- [Work to complete]:
Print the material below exactly as it stands, please, from its first line to the line holding "Target: white downspout", with no pictures.
------------------------
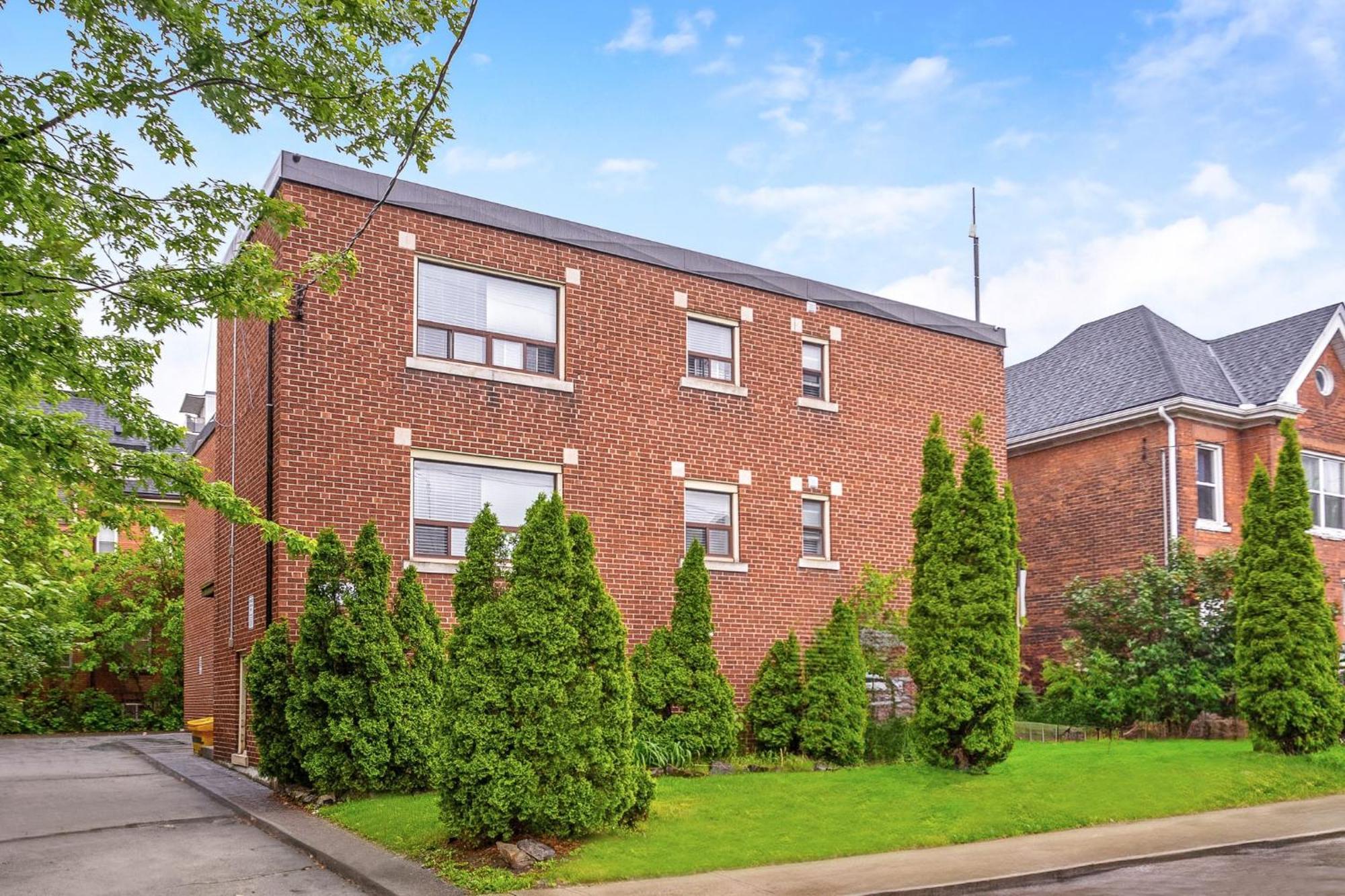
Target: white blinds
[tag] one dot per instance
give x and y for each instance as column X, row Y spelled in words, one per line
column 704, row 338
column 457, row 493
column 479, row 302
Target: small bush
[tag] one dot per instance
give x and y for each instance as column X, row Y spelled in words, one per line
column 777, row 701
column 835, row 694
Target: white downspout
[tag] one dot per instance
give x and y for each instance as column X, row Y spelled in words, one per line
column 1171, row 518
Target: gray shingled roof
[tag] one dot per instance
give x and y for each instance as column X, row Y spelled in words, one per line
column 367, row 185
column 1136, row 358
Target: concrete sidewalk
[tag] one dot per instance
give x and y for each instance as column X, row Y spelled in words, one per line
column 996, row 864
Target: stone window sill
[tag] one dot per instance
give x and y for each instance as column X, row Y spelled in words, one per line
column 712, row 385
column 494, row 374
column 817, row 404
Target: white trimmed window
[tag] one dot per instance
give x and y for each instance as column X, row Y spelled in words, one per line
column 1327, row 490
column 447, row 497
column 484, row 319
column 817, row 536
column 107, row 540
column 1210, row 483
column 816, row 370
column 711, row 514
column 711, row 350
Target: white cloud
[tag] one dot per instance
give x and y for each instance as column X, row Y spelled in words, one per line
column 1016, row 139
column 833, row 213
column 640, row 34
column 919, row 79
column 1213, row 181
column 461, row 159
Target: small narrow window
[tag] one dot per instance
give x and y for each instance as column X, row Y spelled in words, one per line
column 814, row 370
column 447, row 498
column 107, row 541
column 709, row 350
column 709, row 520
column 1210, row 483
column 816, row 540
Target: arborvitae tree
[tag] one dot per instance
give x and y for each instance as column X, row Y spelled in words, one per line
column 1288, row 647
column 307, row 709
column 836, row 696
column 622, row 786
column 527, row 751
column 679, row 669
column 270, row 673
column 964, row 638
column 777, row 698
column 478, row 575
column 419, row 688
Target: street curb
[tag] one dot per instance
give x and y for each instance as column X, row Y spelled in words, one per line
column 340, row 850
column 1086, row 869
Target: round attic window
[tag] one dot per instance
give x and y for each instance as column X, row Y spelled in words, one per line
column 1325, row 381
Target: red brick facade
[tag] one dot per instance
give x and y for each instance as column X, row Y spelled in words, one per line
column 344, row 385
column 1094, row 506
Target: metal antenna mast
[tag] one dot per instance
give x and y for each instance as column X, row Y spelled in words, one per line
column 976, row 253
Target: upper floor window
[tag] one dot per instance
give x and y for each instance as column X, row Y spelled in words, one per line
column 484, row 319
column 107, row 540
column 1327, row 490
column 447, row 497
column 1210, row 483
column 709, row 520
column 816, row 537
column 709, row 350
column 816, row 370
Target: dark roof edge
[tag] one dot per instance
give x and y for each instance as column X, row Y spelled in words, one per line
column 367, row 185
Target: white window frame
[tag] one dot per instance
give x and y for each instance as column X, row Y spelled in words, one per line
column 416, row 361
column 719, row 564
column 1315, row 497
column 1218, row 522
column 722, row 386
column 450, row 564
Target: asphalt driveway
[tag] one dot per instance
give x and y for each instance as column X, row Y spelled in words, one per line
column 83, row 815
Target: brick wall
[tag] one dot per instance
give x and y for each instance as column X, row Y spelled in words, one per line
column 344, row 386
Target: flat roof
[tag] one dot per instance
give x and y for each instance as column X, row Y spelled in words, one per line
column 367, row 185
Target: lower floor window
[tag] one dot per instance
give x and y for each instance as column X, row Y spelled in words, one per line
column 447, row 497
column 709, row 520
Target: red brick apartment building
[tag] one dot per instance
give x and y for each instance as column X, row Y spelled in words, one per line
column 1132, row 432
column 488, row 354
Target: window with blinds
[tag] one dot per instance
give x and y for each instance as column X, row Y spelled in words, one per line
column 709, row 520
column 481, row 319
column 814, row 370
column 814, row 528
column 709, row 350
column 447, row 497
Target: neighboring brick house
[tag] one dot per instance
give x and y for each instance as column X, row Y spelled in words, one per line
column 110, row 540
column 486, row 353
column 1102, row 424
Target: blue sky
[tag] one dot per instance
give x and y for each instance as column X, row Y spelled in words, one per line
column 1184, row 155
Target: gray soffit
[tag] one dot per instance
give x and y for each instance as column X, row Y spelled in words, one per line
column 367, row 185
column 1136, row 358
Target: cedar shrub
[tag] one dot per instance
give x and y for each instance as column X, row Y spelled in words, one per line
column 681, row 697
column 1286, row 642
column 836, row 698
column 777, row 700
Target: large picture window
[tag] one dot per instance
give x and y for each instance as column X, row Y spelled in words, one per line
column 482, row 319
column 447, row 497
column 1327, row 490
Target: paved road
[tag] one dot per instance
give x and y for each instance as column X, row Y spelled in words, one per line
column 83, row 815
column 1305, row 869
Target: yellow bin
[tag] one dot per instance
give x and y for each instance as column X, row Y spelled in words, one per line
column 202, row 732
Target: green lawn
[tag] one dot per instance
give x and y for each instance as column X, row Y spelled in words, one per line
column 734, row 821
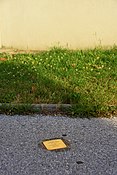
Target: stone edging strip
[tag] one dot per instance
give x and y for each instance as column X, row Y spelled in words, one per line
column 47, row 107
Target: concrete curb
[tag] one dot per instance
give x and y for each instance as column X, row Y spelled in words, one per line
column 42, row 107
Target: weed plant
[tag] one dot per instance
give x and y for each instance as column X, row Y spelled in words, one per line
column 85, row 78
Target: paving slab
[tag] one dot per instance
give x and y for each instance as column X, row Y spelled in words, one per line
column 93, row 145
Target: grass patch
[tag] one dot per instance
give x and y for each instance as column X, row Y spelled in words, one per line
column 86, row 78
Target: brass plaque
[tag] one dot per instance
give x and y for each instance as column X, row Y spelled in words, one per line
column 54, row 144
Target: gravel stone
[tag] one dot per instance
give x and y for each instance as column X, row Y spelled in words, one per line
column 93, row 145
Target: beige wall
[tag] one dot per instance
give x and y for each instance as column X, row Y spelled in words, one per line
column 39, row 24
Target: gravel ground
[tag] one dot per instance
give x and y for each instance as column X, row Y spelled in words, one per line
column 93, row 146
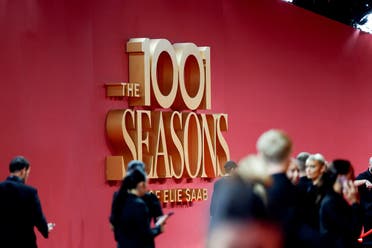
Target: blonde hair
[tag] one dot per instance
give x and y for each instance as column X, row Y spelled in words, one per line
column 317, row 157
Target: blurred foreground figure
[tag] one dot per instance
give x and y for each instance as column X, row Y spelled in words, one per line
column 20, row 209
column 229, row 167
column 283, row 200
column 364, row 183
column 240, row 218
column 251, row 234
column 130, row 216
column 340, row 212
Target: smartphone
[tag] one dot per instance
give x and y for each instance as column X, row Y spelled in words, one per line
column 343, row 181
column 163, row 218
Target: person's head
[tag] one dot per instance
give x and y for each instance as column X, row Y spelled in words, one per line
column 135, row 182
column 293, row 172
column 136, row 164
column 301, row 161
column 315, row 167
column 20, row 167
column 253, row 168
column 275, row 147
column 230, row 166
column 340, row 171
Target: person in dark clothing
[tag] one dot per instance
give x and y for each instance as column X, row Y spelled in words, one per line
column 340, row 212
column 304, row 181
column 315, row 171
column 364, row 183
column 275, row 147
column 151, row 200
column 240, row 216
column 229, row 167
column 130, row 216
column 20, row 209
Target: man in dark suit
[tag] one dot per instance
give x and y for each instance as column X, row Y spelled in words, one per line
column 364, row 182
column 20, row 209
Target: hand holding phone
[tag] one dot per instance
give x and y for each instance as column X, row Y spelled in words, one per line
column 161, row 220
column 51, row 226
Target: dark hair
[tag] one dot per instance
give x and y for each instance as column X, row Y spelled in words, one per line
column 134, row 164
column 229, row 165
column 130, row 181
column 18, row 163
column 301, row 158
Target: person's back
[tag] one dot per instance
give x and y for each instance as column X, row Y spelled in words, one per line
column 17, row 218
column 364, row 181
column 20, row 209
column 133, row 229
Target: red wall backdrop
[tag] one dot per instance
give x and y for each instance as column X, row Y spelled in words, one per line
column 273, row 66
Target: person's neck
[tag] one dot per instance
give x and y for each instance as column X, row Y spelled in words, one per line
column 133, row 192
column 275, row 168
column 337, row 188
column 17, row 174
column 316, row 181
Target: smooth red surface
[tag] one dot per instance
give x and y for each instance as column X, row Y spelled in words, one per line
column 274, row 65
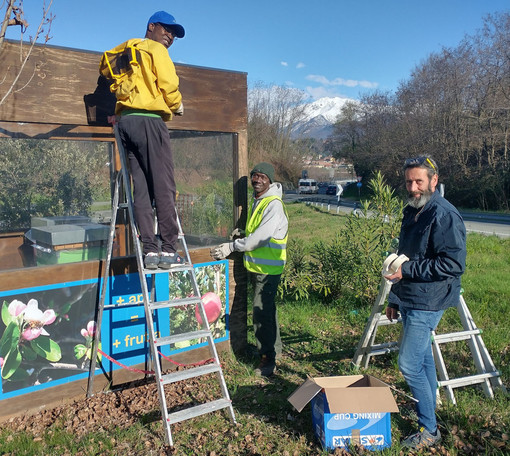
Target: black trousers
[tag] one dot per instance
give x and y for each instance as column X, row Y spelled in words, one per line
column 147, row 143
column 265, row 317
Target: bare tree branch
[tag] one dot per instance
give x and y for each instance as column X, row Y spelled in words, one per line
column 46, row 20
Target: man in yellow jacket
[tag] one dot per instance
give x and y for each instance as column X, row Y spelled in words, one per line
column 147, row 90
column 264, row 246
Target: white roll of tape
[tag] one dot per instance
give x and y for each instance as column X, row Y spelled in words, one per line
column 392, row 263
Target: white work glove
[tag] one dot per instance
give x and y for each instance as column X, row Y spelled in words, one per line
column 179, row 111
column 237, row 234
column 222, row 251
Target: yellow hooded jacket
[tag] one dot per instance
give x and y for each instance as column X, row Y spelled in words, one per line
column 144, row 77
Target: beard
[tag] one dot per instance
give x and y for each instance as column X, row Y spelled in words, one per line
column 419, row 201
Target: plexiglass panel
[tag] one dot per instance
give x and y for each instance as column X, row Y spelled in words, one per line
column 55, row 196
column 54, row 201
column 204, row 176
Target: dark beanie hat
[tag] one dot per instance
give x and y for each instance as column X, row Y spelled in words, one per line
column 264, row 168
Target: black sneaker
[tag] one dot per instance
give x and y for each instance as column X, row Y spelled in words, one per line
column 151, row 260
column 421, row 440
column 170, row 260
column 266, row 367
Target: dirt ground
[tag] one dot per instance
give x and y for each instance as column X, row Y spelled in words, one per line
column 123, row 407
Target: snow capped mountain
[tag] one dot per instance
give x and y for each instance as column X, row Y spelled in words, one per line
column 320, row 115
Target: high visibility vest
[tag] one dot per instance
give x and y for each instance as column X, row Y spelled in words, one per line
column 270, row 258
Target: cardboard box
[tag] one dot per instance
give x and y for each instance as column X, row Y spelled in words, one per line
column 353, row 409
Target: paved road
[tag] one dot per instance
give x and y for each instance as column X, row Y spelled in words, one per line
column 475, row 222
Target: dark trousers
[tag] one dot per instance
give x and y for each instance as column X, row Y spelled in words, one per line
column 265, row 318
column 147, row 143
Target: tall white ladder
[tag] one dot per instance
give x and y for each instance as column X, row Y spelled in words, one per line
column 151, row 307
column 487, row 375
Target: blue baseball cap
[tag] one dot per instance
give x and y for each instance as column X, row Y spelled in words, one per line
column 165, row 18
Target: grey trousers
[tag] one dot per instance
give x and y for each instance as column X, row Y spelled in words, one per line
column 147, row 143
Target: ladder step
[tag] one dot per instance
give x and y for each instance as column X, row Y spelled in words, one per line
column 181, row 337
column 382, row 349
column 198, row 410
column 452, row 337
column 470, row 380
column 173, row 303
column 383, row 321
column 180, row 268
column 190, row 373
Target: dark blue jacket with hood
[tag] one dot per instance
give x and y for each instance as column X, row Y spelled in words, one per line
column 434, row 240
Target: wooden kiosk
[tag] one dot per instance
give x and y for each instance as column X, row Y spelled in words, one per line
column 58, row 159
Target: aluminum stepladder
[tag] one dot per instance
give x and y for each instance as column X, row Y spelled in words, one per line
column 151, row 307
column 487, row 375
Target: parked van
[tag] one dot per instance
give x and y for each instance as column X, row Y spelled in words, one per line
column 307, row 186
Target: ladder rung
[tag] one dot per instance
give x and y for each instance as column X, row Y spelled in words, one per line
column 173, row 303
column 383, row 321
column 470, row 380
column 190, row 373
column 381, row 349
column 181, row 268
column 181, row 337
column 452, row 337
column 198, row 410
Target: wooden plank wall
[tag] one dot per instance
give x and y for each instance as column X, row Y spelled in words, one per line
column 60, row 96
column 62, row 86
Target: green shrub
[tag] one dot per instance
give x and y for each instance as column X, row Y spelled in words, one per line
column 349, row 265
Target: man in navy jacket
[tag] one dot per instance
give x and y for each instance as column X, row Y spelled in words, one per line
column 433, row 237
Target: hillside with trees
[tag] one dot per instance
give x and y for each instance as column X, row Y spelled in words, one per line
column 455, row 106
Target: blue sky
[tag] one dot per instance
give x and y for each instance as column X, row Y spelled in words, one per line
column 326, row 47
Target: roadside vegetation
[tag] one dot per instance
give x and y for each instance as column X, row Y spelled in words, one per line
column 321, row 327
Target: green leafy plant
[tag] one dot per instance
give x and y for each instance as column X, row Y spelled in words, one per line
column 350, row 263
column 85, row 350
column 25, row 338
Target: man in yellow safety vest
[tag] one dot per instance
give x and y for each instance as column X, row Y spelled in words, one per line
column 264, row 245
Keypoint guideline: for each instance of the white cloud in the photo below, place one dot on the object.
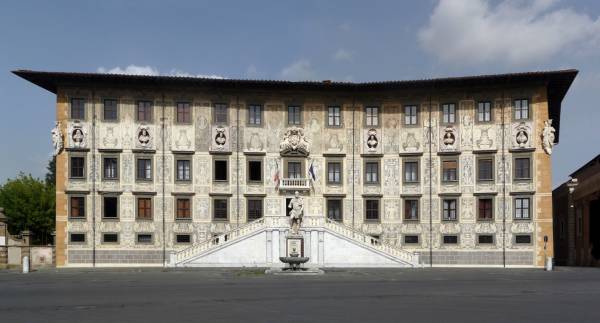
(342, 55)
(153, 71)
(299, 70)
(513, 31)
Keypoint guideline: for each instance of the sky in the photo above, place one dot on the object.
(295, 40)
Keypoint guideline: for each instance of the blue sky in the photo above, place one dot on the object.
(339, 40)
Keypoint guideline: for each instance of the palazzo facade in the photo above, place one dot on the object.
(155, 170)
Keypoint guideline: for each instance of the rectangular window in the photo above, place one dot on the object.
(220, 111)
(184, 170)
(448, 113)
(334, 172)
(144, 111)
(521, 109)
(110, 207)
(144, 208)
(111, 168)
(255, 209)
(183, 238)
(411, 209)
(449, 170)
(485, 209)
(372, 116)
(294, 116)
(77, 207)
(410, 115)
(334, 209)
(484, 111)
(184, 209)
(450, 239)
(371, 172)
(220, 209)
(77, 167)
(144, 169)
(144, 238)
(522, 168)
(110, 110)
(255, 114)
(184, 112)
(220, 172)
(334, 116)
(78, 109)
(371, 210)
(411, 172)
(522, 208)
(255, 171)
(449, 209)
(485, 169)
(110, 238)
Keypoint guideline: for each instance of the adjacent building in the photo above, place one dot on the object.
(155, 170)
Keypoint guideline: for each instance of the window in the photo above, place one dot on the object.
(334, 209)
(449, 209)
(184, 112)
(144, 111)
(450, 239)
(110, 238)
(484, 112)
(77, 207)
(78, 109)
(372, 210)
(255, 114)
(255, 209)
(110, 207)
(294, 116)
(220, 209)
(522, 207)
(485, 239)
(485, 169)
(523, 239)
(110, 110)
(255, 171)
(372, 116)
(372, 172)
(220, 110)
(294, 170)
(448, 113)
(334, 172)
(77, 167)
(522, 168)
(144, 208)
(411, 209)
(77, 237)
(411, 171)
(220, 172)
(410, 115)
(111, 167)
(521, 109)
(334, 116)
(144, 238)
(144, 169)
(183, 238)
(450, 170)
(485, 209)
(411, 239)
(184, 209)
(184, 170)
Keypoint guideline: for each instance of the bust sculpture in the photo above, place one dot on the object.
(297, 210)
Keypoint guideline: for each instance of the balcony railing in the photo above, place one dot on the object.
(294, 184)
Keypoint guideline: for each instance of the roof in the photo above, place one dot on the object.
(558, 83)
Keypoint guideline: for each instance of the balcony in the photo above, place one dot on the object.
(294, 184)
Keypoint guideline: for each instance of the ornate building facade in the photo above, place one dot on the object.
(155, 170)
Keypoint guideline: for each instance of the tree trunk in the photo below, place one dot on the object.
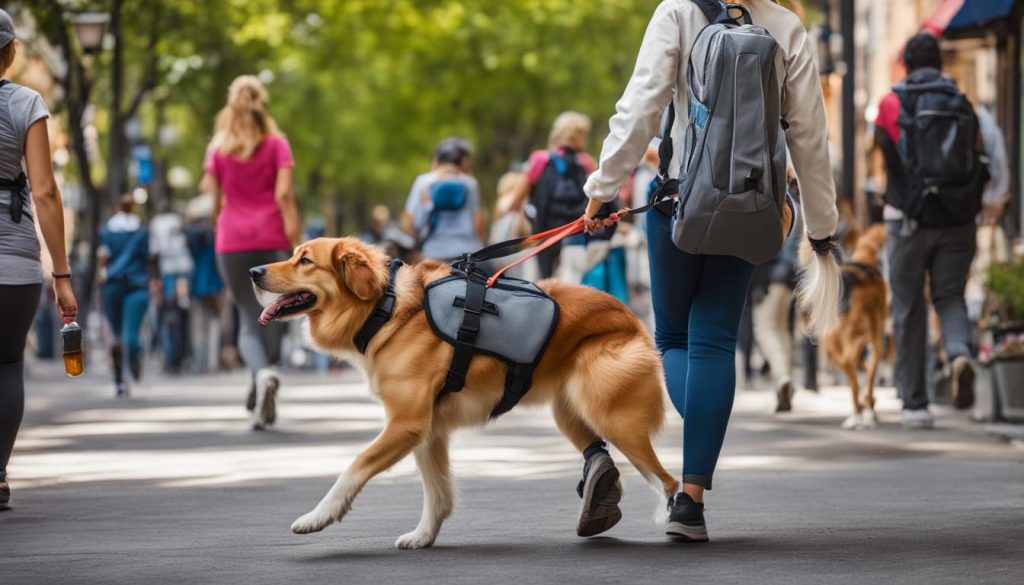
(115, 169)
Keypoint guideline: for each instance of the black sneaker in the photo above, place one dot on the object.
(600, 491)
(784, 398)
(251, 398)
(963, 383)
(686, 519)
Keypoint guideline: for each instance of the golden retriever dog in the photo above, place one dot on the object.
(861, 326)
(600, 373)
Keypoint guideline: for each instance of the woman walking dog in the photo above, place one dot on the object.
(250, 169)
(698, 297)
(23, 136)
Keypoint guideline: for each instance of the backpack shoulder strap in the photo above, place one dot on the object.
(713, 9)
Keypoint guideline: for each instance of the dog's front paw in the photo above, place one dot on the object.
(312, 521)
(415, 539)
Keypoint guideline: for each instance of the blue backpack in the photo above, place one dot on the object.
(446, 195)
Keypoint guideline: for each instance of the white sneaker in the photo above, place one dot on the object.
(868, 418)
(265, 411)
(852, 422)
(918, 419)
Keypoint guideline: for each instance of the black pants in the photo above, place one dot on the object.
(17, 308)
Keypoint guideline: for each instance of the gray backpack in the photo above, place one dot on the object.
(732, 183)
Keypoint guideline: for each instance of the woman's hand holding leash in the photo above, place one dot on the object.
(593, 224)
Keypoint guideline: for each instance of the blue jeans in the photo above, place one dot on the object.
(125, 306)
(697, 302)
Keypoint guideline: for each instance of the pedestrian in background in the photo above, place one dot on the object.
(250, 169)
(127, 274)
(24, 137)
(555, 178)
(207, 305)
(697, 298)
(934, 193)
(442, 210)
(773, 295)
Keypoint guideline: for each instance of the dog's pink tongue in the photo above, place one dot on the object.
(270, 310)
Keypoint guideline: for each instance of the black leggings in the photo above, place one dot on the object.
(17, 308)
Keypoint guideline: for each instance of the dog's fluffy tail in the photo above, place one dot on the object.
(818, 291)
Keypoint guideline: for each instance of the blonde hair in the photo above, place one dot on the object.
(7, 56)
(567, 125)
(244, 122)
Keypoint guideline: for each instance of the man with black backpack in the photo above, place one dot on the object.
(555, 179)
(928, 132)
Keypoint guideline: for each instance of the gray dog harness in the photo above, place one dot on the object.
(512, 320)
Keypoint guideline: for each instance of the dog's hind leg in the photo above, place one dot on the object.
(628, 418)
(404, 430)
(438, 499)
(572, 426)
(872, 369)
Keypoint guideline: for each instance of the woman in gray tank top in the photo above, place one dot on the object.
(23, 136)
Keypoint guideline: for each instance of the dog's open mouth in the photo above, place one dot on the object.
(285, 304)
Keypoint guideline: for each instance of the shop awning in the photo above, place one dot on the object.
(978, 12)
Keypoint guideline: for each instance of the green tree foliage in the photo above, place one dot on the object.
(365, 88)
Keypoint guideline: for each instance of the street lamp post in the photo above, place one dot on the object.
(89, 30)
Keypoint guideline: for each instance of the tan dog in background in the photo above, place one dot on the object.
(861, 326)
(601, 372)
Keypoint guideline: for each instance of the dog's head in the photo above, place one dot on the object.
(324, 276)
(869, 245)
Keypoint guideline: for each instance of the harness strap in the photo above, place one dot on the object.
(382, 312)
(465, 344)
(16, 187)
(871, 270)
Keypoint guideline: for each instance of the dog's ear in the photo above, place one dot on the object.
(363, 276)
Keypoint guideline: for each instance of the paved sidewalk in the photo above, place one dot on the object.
------------------------
- [Reply to the exercise]:
Target: white blinds
[tag] one dot per instance
give x and y for each instance as column X, row Y spelled in words, one per line
column 704, row 338
column 457, row 493
column 479, row 302
Target: small bush
[tag] one dot per instance
give x and y for each instance as column X, row Y spelled in words, one per line
column 777, row 701
column 835, row 694
Target: white downspout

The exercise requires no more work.